--- START OF Extracted entries ---

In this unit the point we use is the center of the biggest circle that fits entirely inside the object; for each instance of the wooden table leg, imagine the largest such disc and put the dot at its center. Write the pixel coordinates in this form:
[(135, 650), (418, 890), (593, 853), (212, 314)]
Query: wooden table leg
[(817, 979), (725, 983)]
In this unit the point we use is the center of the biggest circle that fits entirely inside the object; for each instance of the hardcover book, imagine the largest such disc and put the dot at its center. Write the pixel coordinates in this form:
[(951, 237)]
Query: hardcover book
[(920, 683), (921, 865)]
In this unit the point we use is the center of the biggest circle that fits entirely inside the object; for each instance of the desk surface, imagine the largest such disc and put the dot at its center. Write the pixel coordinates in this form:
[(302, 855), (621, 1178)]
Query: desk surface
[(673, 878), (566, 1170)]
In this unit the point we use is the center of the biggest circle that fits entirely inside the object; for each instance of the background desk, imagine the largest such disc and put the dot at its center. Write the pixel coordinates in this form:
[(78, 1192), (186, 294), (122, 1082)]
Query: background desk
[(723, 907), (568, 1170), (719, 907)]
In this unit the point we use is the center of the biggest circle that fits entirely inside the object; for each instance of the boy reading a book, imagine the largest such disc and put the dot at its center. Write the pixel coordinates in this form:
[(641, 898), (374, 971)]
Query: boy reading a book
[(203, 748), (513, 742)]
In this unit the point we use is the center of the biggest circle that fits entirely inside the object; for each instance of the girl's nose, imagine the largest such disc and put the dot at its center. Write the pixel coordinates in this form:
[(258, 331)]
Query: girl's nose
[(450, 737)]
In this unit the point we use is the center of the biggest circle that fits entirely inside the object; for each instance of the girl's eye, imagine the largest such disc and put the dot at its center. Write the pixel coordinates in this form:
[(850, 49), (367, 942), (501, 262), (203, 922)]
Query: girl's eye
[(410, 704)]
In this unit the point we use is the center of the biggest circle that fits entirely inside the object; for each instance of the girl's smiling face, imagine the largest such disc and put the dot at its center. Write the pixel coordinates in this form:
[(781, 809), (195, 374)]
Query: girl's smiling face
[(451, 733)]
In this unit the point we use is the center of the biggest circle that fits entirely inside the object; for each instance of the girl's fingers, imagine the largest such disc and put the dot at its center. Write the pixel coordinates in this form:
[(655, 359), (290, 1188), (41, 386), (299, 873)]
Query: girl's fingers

--- END OF Extracted entries ---

- [Your instructions] Reproduce the lines of the listing above, starting at the line containing "the girl's smiling" and ending at the line containing "[(451, 733)]", with both of those lines included.

- [Written response]
In this unit the point we use is the center of the biggest circle that fits entirely inside the object; for each instance of the girl's smiling face, imagine the largest such disc and put the dot at its center. Write the pixel coordinates in this form:
[(781, 809), (195, 374)]
Query: girl's smiling face
[(451, 733)]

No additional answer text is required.